▸ **WHAT IS EXPECTED**
Go through the records below and copy out every line holding "bollard".

>>>>

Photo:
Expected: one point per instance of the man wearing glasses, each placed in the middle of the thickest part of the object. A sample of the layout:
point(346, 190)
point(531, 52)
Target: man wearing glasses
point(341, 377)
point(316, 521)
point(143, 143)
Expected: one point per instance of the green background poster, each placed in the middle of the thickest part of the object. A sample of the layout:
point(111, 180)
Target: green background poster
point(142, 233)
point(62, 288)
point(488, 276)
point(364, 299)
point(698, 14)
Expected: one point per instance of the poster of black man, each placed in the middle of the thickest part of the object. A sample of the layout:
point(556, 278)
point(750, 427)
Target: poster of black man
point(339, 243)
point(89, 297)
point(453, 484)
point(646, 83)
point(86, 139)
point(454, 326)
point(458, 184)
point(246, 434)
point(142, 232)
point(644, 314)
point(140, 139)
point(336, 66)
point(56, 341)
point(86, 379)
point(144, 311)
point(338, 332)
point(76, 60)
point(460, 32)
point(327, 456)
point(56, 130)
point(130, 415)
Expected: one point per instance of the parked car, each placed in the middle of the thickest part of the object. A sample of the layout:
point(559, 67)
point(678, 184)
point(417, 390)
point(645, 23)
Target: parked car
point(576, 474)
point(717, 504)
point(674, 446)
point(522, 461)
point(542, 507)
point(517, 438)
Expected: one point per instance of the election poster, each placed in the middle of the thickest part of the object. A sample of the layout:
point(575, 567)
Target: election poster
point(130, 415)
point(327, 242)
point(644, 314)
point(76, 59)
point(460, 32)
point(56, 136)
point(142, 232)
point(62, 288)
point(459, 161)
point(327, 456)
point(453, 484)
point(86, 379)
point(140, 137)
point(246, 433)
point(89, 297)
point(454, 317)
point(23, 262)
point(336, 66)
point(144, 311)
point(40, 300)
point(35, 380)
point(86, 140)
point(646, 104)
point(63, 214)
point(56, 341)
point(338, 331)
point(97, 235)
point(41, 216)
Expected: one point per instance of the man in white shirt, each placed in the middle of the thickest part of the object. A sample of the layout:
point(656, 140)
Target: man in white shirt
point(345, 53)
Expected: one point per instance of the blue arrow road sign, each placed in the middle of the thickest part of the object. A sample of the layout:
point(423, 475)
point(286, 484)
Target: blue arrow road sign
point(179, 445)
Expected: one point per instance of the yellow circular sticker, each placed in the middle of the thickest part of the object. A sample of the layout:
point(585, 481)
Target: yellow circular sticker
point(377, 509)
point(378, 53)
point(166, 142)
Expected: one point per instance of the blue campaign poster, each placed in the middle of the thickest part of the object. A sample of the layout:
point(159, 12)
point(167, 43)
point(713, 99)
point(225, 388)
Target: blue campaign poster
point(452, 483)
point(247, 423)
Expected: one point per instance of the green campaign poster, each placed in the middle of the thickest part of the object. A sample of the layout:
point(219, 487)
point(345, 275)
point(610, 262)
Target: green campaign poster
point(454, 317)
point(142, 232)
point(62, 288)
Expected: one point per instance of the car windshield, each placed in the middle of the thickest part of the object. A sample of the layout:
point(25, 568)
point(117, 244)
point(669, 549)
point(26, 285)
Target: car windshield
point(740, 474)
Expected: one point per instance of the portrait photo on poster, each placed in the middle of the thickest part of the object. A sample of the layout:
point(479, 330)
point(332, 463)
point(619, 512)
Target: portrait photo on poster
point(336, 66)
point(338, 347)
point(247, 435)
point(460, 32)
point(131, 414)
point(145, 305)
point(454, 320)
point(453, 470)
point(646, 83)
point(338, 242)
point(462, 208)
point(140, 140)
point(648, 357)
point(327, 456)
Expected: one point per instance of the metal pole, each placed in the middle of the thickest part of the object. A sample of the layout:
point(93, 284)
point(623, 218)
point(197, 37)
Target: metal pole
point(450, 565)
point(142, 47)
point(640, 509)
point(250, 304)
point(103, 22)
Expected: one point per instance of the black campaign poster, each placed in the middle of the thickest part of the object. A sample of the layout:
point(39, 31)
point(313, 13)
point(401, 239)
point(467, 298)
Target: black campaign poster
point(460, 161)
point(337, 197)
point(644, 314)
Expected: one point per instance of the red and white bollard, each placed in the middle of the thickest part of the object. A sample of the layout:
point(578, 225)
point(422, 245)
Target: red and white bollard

<<<<

▸ **SOLVED PROBLEM**
Expected: one point per instance of the red and white bollard, each placed in the middle of the thickest part of the object. A sample of the layout:
Target: red and white bollard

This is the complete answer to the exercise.